### PROBLEMS TO SOLVE
A. Output the passage on the causes of the 9/11 attacks between "How was Cold" and "the Iranian Revolution.", inclusive.
B. Name every country other than the United States that appears by name in the passage on the causes of the 9/11 attacks.

── GIVEN PASSAGE

Why did the September 11th al-Qaeda attacks happen?
The terrorist attacks on New York and Washington on September 11th 2001 became synonymous with two simple numbers and from then on the attacks were simply known as 9/11. But why did Al-Qaeda choose the United States of America? Why didn’t they choose the United Kingdom, France, Brazil or China for their most devastating attack ever? The subject of this blog post will explore the reasons why 9/11 happened. They are not excuses for an inexcusable, unfathomable series of events that took place 8 years ago this week. They are objective explanations seeking clarity around the chain of events spreading back twenty-five years, which culminated in America being subject to the attack. By looking to the past we can learn why things happened and maybe even take lessons from that to stop the cycle happening all over again in the future. Adding to this the fact that American policy in Afghanistan is currently yielding fairly disastrous results and regular casualties for all the coalition forces, this is an appropriate time to question why the 9/11 attacks happened and whether American can take any lessons for the future from how we got to 9/11?
How was Cold War policy linked to the 9/11 attacks?
The term blowback has been associated with this idea that the costs and consequences of U.S interventionist foreign policies and military overextension have made life more dangerous for them. In a 1998 fatwa, issued by bin Laden, he announced that the American actions in the Middle East were a, “clear declaration of war on God, his messenger and Muslims.” It is important to understand the contextual importance of U.S foreign policy in the Middle East in this era. Richard Clarke, a disillusioned member of the Bush administration, argued that to understand why the Islamic movement has chosen America as its target, it is necessary to analyse events form the last twenty-five years and particularly, American actions influenced by the Soviet invasion of Afghanistan and the impact of the Iranian Revolution.
A proxy war in Afghanistan against the Soviets: ISI given too much control rather than CIA?

────
── SOURCE EXCERPT

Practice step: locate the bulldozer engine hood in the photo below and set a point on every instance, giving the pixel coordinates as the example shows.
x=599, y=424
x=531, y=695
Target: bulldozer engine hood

────

### ANSWERS GIVEN
A.
How was Cold War policy linked to the 9/11 attacks?
The term blowback has been associated with this idea that the costs and consequences of U.S interventionist foreign policies and military overextension have made life more dangerous for them. In a 1998 fatwa, issued by bin Laden, he announced that the American actions in the Middle East were a, “clear declaration of war on God, his messenger and Muslims.” It is important to understand the contextual importance of U.S foreign policy in the Middle East in this era. Richard Clarke, a disillusioned member of the Bush administration, argued that to understand why the Islamic movement has chosen America as its target, it is necessary to analyse events form the last twenty-five years and particularly, American actions influenced by the Soviet invasion of Afghanistan and the impact of the Iranian Revolution.

B.
- United Kingdom
- France
- Brazil
- China
- Afghanistan